Stored data entries:
◇ ◇ ◇ ◇ ◇
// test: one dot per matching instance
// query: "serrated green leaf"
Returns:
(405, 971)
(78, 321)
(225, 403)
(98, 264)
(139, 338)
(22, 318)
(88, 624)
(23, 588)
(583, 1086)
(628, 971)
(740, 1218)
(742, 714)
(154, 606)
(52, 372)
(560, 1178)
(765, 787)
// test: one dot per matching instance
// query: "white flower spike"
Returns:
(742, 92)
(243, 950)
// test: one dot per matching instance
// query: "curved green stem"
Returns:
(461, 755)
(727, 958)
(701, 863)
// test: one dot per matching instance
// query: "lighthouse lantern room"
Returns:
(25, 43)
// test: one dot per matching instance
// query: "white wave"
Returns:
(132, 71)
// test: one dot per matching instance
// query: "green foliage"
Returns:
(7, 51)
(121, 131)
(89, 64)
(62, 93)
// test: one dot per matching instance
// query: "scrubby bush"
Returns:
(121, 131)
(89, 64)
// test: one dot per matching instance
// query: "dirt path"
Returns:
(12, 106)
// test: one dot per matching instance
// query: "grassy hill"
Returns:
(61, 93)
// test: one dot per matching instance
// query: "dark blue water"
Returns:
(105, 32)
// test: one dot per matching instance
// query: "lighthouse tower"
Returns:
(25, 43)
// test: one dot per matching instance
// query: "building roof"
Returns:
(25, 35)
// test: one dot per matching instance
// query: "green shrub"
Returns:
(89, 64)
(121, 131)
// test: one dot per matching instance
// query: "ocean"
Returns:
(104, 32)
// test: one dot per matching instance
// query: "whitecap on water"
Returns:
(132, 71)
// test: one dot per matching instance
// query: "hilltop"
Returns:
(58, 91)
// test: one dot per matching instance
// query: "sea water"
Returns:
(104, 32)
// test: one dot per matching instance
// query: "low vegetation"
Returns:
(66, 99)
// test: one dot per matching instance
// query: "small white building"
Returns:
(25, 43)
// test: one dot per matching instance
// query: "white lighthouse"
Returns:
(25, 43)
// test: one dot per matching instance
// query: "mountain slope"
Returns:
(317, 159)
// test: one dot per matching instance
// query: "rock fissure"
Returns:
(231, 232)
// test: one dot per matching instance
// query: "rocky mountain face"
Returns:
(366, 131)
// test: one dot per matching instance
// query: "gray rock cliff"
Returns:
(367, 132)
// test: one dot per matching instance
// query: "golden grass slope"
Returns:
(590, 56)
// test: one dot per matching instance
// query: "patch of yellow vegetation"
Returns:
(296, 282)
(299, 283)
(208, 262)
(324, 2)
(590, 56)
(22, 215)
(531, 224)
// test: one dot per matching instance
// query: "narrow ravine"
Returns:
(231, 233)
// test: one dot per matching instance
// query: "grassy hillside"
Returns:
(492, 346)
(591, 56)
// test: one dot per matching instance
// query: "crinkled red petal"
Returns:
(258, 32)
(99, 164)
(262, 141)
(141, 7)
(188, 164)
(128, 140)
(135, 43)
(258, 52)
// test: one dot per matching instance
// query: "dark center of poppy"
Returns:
◇ ◇ ◇ ◇ ◇
Quote the listing in full, please, keeping every line exact.

> [Output of the exercise]
// test: one dot per matching instance
// query: "serrated green leaf"
Returns:
(405, 971)
(78, 321)
(225, 403)
(98, 264)
(139, 338)
(22, 318)
(88, 624)
(23, 588)
(583, 1086)
(628, 971)
(740, 1218)
(742, 714)
(154, 606)
(52, 372)
(560, 1178)
(765, 787)
// test: one dot per matching instance
// query: "white flower spike"
Returns:
(742, 92)
(243, 950)
// test: one dot per matching instance
// query: "curved green stem"
Returns:
(461, 755)
(727, 958)
(701, 863)
// test: one dot per matching instance
// query: "lighthouse lantern room"
Returns:
(25, 43)
// test: one dot per matching instance
// query: "white wave"
Returns:
(132, 71)
// test: one dot per matching instance
// query: "green foliage"
Returns:
(7, 51)
(121, 131)
(89, 64)
(62, 93)
// test: one dot per matching instance
// query: "scrubby bush"
Returns:
(121, 131)
(89, 64)
// test: one dot per matching instance
// query: "dirt path"
Returns:
(12, 106)
// test: one dot per matching instance
// query: "grassy hill"
Returns:
(61, 93)
// test: one dot per matching instance
// query: "dark blue water"
Returns:
(105, 32)
// test: one dot per matching instance
// query: "lighthouse tower"
Returns:
(25, 43)
// test: one dot per matching instance
// query: "building roof"
Returns:
(25, 35)
// test: one dot per matching instance
// query: "green shrub"
Returns:
(89, 64)
(121, 131)
// test: one dot per matching instance
// query: "ocean"
Returns:
(104, 32)
// test: one dot per matching instance
// query: "whitecap on water"
Returns:
(132, 71)
// test: one dot per matching instance
// query: "hilltop"
Returns:
(58, 91)
// test: one dot per matching instance
// query: "sea water"
Returns:
(104, 32)
// test: one dot per matching instance
// query: "low vegetation"
Returns:
(66, 99)
// test: one dot per matching instance
// query: "small white building"
Returns:
(25, 43)
// test: one dot per matching instance
// query: "white lighthouse"
Returns:
(25, 43)
// test: one dot per matching instance
// query: "mountain slope"
Returns:
(317, 159)
// test: one dot per matching instance
// query: "rock fissure"
Returns:
(231, 232)
// test: one dot per matching instance
// query: "rocky mountain face"
Returns:
(366, 131)
// test: one dot per matching instance
// query: "gray rock cliff"
Returns:
(367, 132)
// test: one dot per matching instance
// query: "golden grass slope"
Returns:
(590, 56)
// test: one dot per matching instance
// query: "patch of yellow vegetation"
Returns:
(296, 282)
(299, 283)
(208, 262)
(324, 2)
(590, 56)
(22, 215)
(531, 224)
// test: one dot per matching instance
// query: "narrow ravine"
Returns:
(231, 233)
// test: one dot per matching instance
// query: "grassy hillside"
Returns:
(492, 346)
(591, 56)
// test: one dot per matching instance
// query: "crinkled red petal"
Returns:
(258, 32)
(99, 164)
(262, 141)
(141, 7)
(188, 164)
(128, 140)
(135, 43)
(258, 52)
// test: one dot per matching instance
// query: "dark center of poppy"
Returns:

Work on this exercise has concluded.